#### [EXERCISE]
Could you rewrite every row below in full, adding 35 to each number in the answer coordinates but leaving the sample pairs unchanged, and omit the pictures?

#### [DATASET EXCERPTS]
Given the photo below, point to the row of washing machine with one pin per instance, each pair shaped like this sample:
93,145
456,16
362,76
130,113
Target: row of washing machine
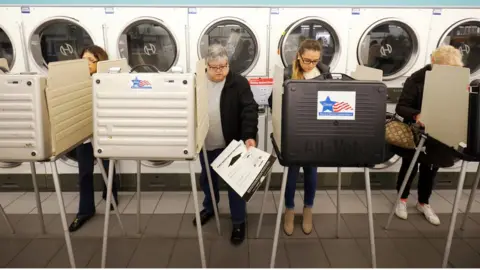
395,40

#### [RESPONSE BELOW]
Given the photo below, point to the row of washing machine with one pin per instance, each pair shaped like this sample:
93,145
456,16
362,76
130,113
Target: row of washing machine
430,75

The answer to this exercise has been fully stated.